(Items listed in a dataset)
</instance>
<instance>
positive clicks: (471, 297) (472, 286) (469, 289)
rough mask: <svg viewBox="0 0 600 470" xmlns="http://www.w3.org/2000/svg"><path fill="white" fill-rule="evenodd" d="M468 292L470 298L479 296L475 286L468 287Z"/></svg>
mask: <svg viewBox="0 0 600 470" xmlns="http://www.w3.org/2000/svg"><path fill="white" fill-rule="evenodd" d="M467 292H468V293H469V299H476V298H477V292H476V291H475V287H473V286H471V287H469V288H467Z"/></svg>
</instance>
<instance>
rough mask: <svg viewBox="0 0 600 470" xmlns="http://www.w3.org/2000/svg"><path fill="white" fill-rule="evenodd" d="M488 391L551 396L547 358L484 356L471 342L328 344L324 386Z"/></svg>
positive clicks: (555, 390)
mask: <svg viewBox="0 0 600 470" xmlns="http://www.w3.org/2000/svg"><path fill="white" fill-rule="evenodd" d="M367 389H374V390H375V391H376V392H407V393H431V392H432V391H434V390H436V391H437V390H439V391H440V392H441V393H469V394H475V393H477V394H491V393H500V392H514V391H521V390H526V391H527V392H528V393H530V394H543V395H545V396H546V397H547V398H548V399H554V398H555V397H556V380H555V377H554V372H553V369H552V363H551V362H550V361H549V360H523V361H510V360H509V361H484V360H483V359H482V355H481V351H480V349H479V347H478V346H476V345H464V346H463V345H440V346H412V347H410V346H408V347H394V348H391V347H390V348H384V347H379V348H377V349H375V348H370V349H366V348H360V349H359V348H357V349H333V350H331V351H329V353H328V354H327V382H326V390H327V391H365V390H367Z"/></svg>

_Aim of the task_
Set down the data once more, word for word.

_Solved problem_
</instance>
<instance>
positive clicks: (471, 297) (472, 286) (469, 289)
rough mask: <svg viewBox="0 0 600 470" xmlns="http://www.w3.org/2000/svg"><path fill="white" fill-rule="evenodd" d="M468 292L470 298L479 296L475 286L468 287Z"/></svg>
mask: <svg viewBox="0 0 600 470" xmlns="http://www.w3.org/2000/svg"><path fill="white" fill-rule="evenodd" d="M467 292H468V293H469V299H476V298H477V292H476V291H475V287H473V286H471V287H469V288H467Z"/></svg>
</instance>
<instance>
rough mask: <svg viewBox="0 0 600 470" xmlns="http://www.w3.org/2000/svg"><path fill="white" fill-rule="evenodd" d="M488 391L551 396L547 358L484 356L471 342L328 344L324 386Z"/></svg>
positive clicks: (555, 390)
mask: <svg viewBox="0 0 600 470" xmlns="http://www.w3.org/2000/svg"><path fill="white" fill-rule="evenodd" d="M367 389H374V390H375V391H376V392H407V393H431V392H432V391H434V390H436V391H437V390H439V391H440V392H441V393H469V394H475V393H477V394H491V393H500V392H514V391H521V390H526V391H527V392H528V393H530V394H543V395H545V396H546V397H547V398H548V399H554V398H555V397H556V380H555V377H554V372H553V369H552V363H551V362H550V361H549V360H523V361H510V360H509V361H484V360H483V359H482V355H481V351H480V349H479V347H478V346H476V345H464V346H463V345H440V346H412V347H410V346H408V347H394V348H391V347H390V348H384V347H379V348H377V349H375V348H370V349H366V348H360V349H359V348H357V349H333V350H331V351H329V353H328V354H327V382H326V390H327V391H365V390H367Z"/></svg>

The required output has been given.